EXCERTO SELECIONADO:
════════════════

Sem emenda - Rescaldo
Por António Barreto
Falhou quase tudo: os serviços de
previsão, prevenção e protecção, a coordenação geral das operações e os
sistemas de comunicação. Como parece estarem agora a falhar o apuramento de
responsabilidades e a detecção de erros.
Com a preocupação de conhecer o
seu grau de popularidade, logo após as duas semanas de incêndios, o governo (ou
o PS) encomendou um estudo dito de “focus group”. Este gesto resume, no
essencial, a noção que o governo tem da opinião dos cidadãos e dos deveres a
que está obrigado.
Depois de uma sessão parlamentar
durante a qual, para não chocar a opinião, os partidos entenderam ser cordatos,
logo no dia seguinte os deputados e os ministros desancaram-se sem estribeiras
nem educação.
A desgraçada floresta portuguesa
continua a receber tratos de polé! Após três ou quatro décadas de atraso, a
legislação da sua reforma vai agora ser aprovada à pressa, para mostrar
trabalho feito! É triste ver como o desastre leva à asneira. E vice-versa.

════════════════

MATERIAL FORNECIDO:
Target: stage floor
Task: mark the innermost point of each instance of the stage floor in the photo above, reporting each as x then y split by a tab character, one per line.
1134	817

════════════════

INSTRUÇÕES DA TAREFA:
Retome a crónica sobre o rescaldo dos incêndios e escreva a sua continuação a seguir à última frase apresentada.

RESPOSTA:
Sucedem-se as revelações a
propósito das responsabilidades governamentais na assinatura do contrato de
Parceria Público Privada com a SIRESP. Crescem as dúvidas, tanto por causa do
parecer do Tribunal de Contas, como pelo facto, agora conhecido, de ter sido
afastada a alternativa mais eficiente e mais barata, mas de que não faziam
parte o BES, o BPN e a PT! Entretanto, uma comissão de avaliação da SIRESP é
constituída por um organismo que inclui um accionista da SIRESP!
Cinco organismos públicos e um
privado ao serviço do público, além das câmaras municipais e de vários grupos
de bombeiros, têm ideias opostas sobre o que se passou e, pelas deficiências
encontradas, atribuem responsabilidades a organismos diferentes. A falta de
coordenação e de autoridade com que os operacionais, os consultores e os
subcontratados reagiram nos momentos mais dramáticos prossegue agora nas
operações de rescaldo e na determinação de responsabilidades.
Os bodes expiatórios abundam,
cada um teu o seu. A SIRESP foi a culpada. A Ministra deve demitir-se. A
responsabilidade é do eucalipto. O eucalipto deve ser proibido. A culpa é dos
proprietários privados. A responsabilidade pelas mortes é da GNR. A culpa é do
Serviço de Prevenção. Já se percebeu que há muita gente a querer fugir à
responsabilidade. Já se entendeu que a estratégia do governo é a da dissolução
de responsabilidades.
Num caso como neste, definir a causa
e a culpa é uma das maiores dificuldades do processo de averiguação. A falta de
previsão e a negligência são muito difíceis de determinar. Distinguir entre as
causas imediatas e longínquas é complexo. Destrinçar responsabilidade,
negligência, dolo, culpa, ineficiência, imprevidência e desleixo é muito
complicado. Identificar as responsabilidades e as culpas, diferentes da incompetência,
é tarefa delicada. Espera-se que nada disto seja motivo para atraso e manipulação.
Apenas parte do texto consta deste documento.